─── Extracted material ───

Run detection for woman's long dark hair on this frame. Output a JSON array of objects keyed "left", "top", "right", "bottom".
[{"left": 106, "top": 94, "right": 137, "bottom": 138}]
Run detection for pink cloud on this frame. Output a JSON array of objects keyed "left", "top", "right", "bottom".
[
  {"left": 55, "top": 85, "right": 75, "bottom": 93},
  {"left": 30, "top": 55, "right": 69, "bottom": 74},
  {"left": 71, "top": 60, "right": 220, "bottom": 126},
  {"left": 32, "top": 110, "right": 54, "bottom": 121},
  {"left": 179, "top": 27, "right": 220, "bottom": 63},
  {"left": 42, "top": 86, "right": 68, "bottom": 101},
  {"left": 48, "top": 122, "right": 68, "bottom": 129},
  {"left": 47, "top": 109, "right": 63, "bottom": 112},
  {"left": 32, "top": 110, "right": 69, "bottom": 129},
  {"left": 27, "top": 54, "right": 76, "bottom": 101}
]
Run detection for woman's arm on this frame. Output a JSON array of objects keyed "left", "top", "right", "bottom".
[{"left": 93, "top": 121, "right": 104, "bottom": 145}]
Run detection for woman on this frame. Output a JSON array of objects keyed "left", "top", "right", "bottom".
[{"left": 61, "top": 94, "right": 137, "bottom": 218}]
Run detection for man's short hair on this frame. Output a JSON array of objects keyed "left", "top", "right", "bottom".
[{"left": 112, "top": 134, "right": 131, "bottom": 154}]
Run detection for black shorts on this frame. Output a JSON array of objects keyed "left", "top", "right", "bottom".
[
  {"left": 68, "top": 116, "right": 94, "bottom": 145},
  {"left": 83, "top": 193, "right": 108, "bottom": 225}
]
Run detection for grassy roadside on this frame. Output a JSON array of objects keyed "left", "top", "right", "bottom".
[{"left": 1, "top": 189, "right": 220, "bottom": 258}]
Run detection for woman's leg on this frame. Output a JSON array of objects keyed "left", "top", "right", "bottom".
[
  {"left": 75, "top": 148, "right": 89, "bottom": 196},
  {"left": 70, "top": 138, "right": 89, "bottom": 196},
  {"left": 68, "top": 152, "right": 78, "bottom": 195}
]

───

* **Your task**
Retype every record exactly, omitting nothing.

* **Written solution**
Run detection for woman's long dark hair on this frame. Output a JSON array of objects keyed "left", "top", "right", "bottom".
[{"left": 106, "top": 94, "right": 137, "bottom": 138}]
Run detection for pink cloud on this frame. Output a JSON array of objects keyed "left", "top", "right", "bottom".
[
  {"left": 55, "top": 85, "right": 75, "bottom": 93},
  {"left": 30, "top": 55, "right": 69, "bottom": 74},
  {"left": 71, "top": 60, "right": 220, "bottom": 126},
  {"left": 32, "top": 110, "right": 54, "bottom": 121},
  {"left": 179, "top": 27, "right": 220, "bottom": 63},
  {"left": 42, "top": 86, "right": 68, "bottom": 101},
  {"left": 48, "top": 122, "right": 68, "bottom": 129},
  {"left": 47, "top": 109, "right": 63, "bottom": 112},
  {"left": 32, "top": 110, "right": 69, "bottom": 129},
  {"left": 27, "top": 54, "right": 76, "bottom": 101}
]
Run detection for woman's arm on this frame. Output a JSON array of objects keyed "left", "top", "right", "bottom".
[{"left": 93, "top": 121, "right": 104, "bottom": 145}]
Run detection for woman on this frame. Output a JSON array of objects keyed "left", "top", "right", "bottom".
[{"left": 61, "top": 94, "right": 137, "bottom": 218}]
Run detection for man's short hair on this frame. Output a JSON array of objects keyed "left", "top", "right", "bottom".
[{"left": 112, "top": 134, "right": 131, "bottom": 154}]
Run detection for black shorts on this frame. Output a JSON array of objects keyed "left", "top", "right", "bottom".
[
  {"left": 68, "top": 116, "right": 94, "bottom": 145},
  {"left": 83, "top": 193, "right": 108, "bottom": 225}
]
Run detection for grassy roadside on this frame. Output a JSON array of objects keyed "left", "top", "right", "bottom".
[{"left": 1, "top": 189, "right": 220, "bottom": 258}]
Run detection for woman's leg on this frame. Output a JSON array of objects keyed "left", "top", "right", "bottom".
[
  {"left": 75, "top": 148, "right": 89, "bottom": 196},
  {"left": 70, "top": 138, "right": 89, "bottom": 196},
  {"left": 68, "top": 152, "right": 78, "bottom": 195}
]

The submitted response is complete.